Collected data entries
*****
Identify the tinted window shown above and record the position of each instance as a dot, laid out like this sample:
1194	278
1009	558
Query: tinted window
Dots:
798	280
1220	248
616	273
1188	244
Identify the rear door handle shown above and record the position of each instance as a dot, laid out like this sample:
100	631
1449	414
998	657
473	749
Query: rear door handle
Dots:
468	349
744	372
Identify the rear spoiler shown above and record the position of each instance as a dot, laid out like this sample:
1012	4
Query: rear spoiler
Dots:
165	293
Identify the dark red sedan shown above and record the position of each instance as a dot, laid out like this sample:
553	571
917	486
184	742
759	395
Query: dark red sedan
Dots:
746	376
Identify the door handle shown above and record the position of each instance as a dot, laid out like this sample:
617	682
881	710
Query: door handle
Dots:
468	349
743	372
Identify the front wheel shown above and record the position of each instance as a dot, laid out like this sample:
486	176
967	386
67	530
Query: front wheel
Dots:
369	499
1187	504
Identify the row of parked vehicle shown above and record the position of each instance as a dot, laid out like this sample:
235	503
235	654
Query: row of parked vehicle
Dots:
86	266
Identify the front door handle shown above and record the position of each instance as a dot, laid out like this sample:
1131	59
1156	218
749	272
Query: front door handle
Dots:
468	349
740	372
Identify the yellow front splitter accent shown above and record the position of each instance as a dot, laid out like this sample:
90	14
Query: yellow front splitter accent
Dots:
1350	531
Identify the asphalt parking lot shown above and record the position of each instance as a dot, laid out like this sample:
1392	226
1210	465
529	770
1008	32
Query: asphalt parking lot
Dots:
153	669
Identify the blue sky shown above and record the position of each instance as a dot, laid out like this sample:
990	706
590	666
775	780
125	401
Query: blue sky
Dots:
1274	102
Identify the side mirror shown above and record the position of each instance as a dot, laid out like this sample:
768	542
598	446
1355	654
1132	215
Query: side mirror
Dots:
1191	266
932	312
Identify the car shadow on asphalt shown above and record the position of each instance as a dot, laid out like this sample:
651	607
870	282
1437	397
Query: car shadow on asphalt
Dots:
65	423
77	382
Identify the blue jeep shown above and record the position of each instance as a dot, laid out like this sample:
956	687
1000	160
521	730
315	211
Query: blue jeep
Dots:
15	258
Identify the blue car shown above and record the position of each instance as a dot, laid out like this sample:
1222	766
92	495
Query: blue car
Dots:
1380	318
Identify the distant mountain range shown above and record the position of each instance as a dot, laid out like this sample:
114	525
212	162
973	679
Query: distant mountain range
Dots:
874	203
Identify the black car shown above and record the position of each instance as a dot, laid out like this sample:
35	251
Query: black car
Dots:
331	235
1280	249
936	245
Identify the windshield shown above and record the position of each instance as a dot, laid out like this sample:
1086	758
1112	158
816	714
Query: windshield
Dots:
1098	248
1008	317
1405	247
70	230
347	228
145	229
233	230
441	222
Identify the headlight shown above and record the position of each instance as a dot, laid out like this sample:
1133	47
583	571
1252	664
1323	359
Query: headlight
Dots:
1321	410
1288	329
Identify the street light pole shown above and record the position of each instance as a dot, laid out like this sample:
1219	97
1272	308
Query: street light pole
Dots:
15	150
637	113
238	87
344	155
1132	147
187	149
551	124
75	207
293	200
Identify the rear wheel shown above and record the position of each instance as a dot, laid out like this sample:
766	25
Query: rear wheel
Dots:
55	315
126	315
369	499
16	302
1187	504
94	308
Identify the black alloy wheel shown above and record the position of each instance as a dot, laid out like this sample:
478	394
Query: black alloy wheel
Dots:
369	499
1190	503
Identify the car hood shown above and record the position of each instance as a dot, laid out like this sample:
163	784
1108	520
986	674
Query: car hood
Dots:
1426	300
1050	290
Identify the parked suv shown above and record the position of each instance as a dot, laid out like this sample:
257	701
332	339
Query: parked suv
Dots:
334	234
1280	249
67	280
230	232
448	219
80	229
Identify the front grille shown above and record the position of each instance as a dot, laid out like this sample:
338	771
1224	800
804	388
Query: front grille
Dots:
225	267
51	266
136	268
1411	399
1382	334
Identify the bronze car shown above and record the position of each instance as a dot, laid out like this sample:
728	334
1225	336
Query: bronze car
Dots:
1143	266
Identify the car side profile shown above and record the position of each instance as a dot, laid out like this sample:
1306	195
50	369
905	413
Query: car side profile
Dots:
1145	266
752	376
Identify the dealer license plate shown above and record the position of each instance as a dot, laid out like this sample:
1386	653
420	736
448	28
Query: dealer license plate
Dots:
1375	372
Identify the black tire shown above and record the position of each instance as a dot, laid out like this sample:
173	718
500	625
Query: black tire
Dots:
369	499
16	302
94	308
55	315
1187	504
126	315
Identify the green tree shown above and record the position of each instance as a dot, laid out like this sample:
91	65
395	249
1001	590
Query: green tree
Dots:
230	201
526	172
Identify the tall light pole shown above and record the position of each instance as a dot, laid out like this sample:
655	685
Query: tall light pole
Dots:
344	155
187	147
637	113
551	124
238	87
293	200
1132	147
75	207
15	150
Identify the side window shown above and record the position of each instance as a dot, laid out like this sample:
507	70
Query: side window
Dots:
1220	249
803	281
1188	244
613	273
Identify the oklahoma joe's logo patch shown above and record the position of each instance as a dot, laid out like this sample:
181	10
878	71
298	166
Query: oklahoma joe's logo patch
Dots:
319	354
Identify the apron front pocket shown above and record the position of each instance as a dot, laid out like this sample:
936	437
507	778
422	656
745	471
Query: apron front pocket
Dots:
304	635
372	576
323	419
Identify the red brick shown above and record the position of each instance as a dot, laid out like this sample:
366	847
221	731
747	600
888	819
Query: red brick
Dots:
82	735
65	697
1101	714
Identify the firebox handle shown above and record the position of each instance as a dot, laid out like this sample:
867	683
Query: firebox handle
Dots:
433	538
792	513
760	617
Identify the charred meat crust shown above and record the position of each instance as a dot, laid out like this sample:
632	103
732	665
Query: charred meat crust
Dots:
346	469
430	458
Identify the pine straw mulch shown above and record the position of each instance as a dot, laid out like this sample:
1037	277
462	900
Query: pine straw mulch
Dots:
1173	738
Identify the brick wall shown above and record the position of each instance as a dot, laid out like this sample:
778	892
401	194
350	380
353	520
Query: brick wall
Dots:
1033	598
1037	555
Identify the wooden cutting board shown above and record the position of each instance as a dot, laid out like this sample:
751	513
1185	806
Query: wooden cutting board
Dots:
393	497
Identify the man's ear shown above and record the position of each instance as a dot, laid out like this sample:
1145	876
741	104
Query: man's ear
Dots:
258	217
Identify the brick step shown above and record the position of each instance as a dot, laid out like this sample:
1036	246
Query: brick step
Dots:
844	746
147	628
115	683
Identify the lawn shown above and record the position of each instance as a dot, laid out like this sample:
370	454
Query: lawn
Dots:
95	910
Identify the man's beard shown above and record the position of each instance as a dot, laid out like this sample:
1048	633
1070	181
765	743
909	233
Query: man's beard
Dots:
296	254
*****
**Work instructions**.
Output each record precisely as given.

**Task result**.
Identify the tinted window shown above and record the position of each instance as a dot, laid out like this sample:
1194	278
1009	558
Query: tinted window
Dots:
798	280
1220	248
616	273
1188	244
Identify the rear door handle shown above and record the position of each instance as a dot, laid out like this sample:
100	631
1449	414
998	657
473	749
Query: rear door handle
Dots:
468	349
744	372
Identify the rear spoiler shown above and record the position of each instance as a dot, laid out like this sample:
1012	4
Query: rear spoiler
Dots:
165	293
Identify the dark red sedan shown above and record the position of each instance as a dot, laid out like this sample:
553	571
917	486
184	742
759	395
Query: dark red sedan
Dots:
746	376
Identify the door handle shown above and record the position of each instance as a dot, laid out like this sample:
617	682
881	710
Query: door handle
Dots:
468	349
743	372
Identify the front wheel shown above and record the position of each instance as a dot, laid out like this sample:
486	176
967	386
67	530
Query: front wheel
Dots:
369	499
1187	504
Identify the row of parked vehicle shown above and record the position of each instance as a dot, laid out like this sample:
235	503
235	654
Query: row of parked vehicle
Dots:
86	266
Identify the front door handle shown above and record the position of each instance as a dot, laid out like this sample:
1131	59
1156	218
749	272
Query: front door handle
Dots:
468	349
740	372
Identify the yellow front splitter accent shown above and record the position of each instance as a dot, laid out like this sample:
90	14
Query: yellow front splitter accent
Dots:
1350	531
Identify the asphalt parking lot shown above and record the position of each instance as a dot, laid out like this sample:
1392	226
1210	465
529	770
1008	32
Query: asphalt parking lot
Dots:
153	669
Identify the blue sky shown above and record the position of each instance as a dot, laid out like this sample:
990	706
590	666
775	780
125	401
Query: blue sky
Dots:
1274	102
Identify the side mirror shown above and record the position of each instance as a dot, laid out like this sample:
768	542
598	446
1355	654
1132	215
Query: side mirror
Dots:
1191	266
932	312
Identify the car shadow on asphalt shown above and record the position of each instance as a dot, laid out like this sample:
651	607
870	282
1437	397
Query: car shadow on asphalt
Dots:
65	423
77	382
Identify the blue jeep shown above and record the position of each instance as a dot, laid out like this sample:
956	687
1000	160
521	730
315	211
Query: blue jeep
Dots:
15	258
Identify the blue car shown above and record the position of each instance as a dot, laid out like this sample:
1222	766
92	495
Query: blue car
Dots:
1380	318
Identify the distant mountain range shown above and record the position of each instance as a dot, laid out like this sample:
114	525
212	162
973	679
Query: distant mountain range
Dots:
874	203
Identify the black car shown above and record the position of each instance as a dot, laid out like this sample:
35	251
Query: black car
Dots:
331	235
1280	249
936	245
Identify the windshield shown above and record the position of each instance as a dot, laid out like this sample:
1086	758
1112	158
816	714
Query: windshield
Dots:
1098	248
1008	317
1405	247
70	230
347	228
145	229
233	230
441	222
Identify the headlight shown above and record the position of each instance as a dot, laid out like this sample:
1133	47
583	571
1252	664
1323	359
Query: headlight
Dots:
1321	410
1288	329
Identify the street light pole shown above and record the position of each instance as a dot, laid out like this sample:
1219	97
1272	308
Query: street light pole
Dots:
15	150
637	113
238	87
344	155
1132	147
187	149
551	124
75	207
293	200
Identify the rear wheel shown above and record the position of each instance as a dot, laid out like this sample:
766	25
Query: rear wheel
Dots:
55	315
126	315
369	499
16	302
1187	504
94	308
Identify the black alloy wheel shown above and record the position of each instance as a dot, laid out like this sample:
478	394
Query: black alloy wheel
Dots:
369	499
1190	503
Identify the car hood shown above and record the position of each instance as a dot, laid out like this sample:
163	784
1108	520
986	674
Query: car hood
Dots:
1426	300
1050	290
Identify the parked suv shown above and record the position of each instance as a dot, laid out like this sample:
257	701
332	339
Query: parked suv
Dots:
334	234
1280	249
67	280
230	232
448	219
80	229
Identify the front grille shown above and record the position of each instance as a dot, laid out like this sample:
338	771
1224	800
804	388
Query: front grille
Dots:
225	267
51	266
136	268
1411	399
1382	334
Identify the bronze car shown above and record the position of each instance as a dot, laid out like this sample:
728	334
1225	336
Query: bronze car
Dots:
1143	266
Identify the car side profile shown above and record the position of each instance as a dot, laid out like this sample:
1306	195
50	369
905	413
Query: car side profile
Dots:
1145	266
752	376
Identify the dealer license plate shown above and record the position of each instance as a dot, laid out like this sample:
1386	653
420	736
448	28
Query: dealer license plate
Dots:
1375	372
Identify the black tire shown above and record the position of each instance as a dot, laid out like this sample:
173	718
500	625
Query: black tire
Dots:
369	499
16	302
94	308
55	315
1187	504
126	315
Identify the green tree shown above and record the position of each instance as a dot, laid out like this sample:
91	65
395	249
1001	590
Query: green tree
Dots:
230	201
526	172
Identify the tall light pole shown above and record the position of each instance as a dot, laid out like this sample:
655	685
Query: tall light pole
Dots:
344	155
187	147
637	113
551	124
238	87
293	200
1132	147
75	207
15	150
Identify the side window shown above and record the position of each instance as a dot, laid out like this sample:
507	70
Query: side window
Dots:
1220	249
803	281
1188	244
613	273
Identify the oklahoma joe's logo patch shown above and record the position of each instance as a dot, laid out like this sample:
181	10
878	71
298	166
Query: oklahoma joe's logo patch
Dots:
319	354
Identify the apron front pocket shown above and record the position of each instance as a dot, laid out like this sample:
936	437
507	778
422	656
745	471
Query: apron front pocket
Dots:
304	635
372	576
323	419
Identify the red brick shown above and record the position of each instance as a dot, laid out like this sample:
366	847
221	731
747	600
888	819
Query: red brick
Dots:
82	735
65	697
1101	714
Identify the firebox handle shown above and record the position of each instance as a dot, laid out like this sample:
867	683
Query: firebox handle
Dots:
433	538
792	513
760	617
Identify the charred meat crust shown above and record the position of each instance as a dot, laid out like this sample:
632	103
732	665
Query: charred meat crust
Dots:
346	469
430	458
Identify the pine straw mulch shown above and record the position of each instance as a dot, laid out like this sample:
1037	277
462	900
Query: pine straw mulch
Dots:
1173	738
Identify the brick wall shown above and record the position of each instance as a dot, laid out like this sample:
778	892
401	194
350	380
353	520
Query: brick wall
Dots:
1033	598
1037	555
Identify the wooden cutting board shown above and record the position of each instance as a dot, laid out like this sample:
751	513
1185	806
Query: wooden cutting board
Dots:
393	497
Identify the man's ear shown above and record the position of each instance as a dot, laid out like this sample:
1145	876
741	104
Query: man's ear
Dots:
258	217
Identify the brick step shown above and record the position of each instance as a dot, laid out like this sample:
1036	246
Query: brick step
Dots:
844	746
147	628
115	683
Identify the lawn shown above and record the position of each instance as a dot, laid out like this sample:
370	454
Query: lawn
Dots:
95	910
Identify the man's beard shown above and record the position of each instance as a dot, laid out like this sample:
1048	633
1070	181
765	743
909	233
Query: man's beard
Dots:
296	254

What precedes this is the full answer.